** start of EXTRACTED INFORMATION **

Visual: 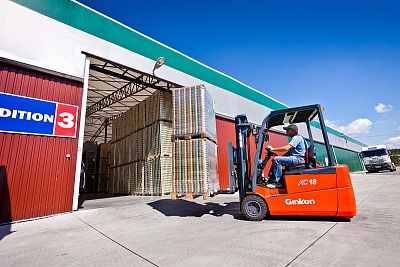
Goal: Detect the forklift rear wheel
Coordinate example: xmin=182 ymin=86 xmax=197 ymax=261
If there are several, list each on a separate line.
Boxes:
xmin=242 ymin=195 xmax=268 ymax=221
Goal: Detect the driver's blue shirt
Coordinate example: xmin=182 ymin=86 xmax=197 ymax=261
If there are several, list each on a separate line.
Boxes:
xmin=289 ymin=135 xmax=306 ymax=157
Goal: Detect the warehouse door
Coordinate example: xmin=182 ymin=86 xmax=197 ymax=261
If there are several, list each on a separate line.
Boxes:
xmin=0 ymin=63 xmax=83 ymax=223
xmin=79 ymin=54 xmax=182 ymax=206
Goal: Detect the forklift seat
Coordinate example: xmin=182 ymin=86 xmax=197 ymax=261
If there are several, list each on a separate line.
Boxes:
xmin=285 ymin=144 xmax=317 ymax=171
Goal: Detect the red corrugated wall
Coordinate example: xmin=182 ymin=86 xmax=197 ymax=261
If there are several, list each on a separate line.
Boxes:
xmin=216 ymin=114 xmax=288 ymax=191
xmin=0 ymin=63 xmax=83 ymax=222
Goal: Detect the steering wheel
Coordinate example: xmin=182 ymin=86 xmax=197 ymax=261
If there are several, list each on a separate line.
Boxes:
xmin=265 ymin=147 xmax=278 ymax=158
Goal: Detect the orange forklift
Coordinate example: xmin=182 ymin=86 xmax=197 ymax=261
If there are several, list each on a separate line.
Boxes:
xmin=235 ymin=105 xmax=356 ymax=221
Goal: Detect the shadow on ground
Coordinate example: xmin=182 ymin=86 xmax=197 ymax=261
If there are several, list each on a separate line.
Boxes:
xmin=148 ymin=199 xmax=244 ymax=220
xmin=78 ymin=193 xmax=127 ymax=209
xmin=148 ymin=199 xmax=349 ymax=222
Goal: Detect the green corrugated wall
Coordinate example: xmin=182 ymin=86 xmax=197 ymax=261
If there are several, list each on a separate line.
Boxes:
xmin=315 ymin=143 xmax=364 ymax=172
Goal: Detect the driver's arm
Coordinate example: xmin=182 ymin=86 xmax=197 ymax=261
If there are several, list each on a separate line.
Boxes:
xmin=268 ymin=144 xmax=293 ymax=153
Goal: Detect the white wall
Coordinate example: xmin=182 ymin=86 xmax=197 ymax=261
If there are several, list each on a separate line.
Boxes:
xmin=0 ymin=0 xmax=361 ymax=151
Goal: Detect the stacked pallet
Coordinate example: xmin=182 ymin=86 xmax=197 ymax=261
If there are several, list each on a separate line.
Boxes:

** end of EXTRACTED INFORMATION **

### INSTRUCTIONS FOR THE TASK
Reproduce the material from its start up to and including the line with "xmin=285 ymin=144 xmax=317 ymax=171", replacing every "Detect" with "Locate" and leaving all else unchanged. Omit the pictures from your answer.

### EXERCISE SOLUTION
Visual: 
Goal: Locate the forklift rear wheel
Coordinate example: xmin=182 ymin=86 xmax=197 ymax=261
If there are several, list each on a separate line.
Boxes:
xmin=242 ymin=195 xmax=268 ymax=221
Goal: Locate the driver's blue shirt
Coordinate example: xmin=182 ymin=86 xmax=197 ymax=261
If there are several, list each on a separate line.
Boxes:
xmin=289 ymin=135 xmax=306 ymax=157
Goal: Locate the warehouse door
Coordinate example: xmin=182 ymin=86 xmax=197 ymax=261
If there are several, list each on a separate line.
Boxes:
xmin=0 ymin=63 xmax=83 ymax=223
xmin=79 ymin=54 xmax=182 ymax=206
Goal: Locate the forklift seat
Coordinate example: xmin=182 ymin=86 xmax=197 ymax=261
If there are several, list each on a separate line.
Boxes:
xmin=285 ymin=144 xmax=317 ymax=171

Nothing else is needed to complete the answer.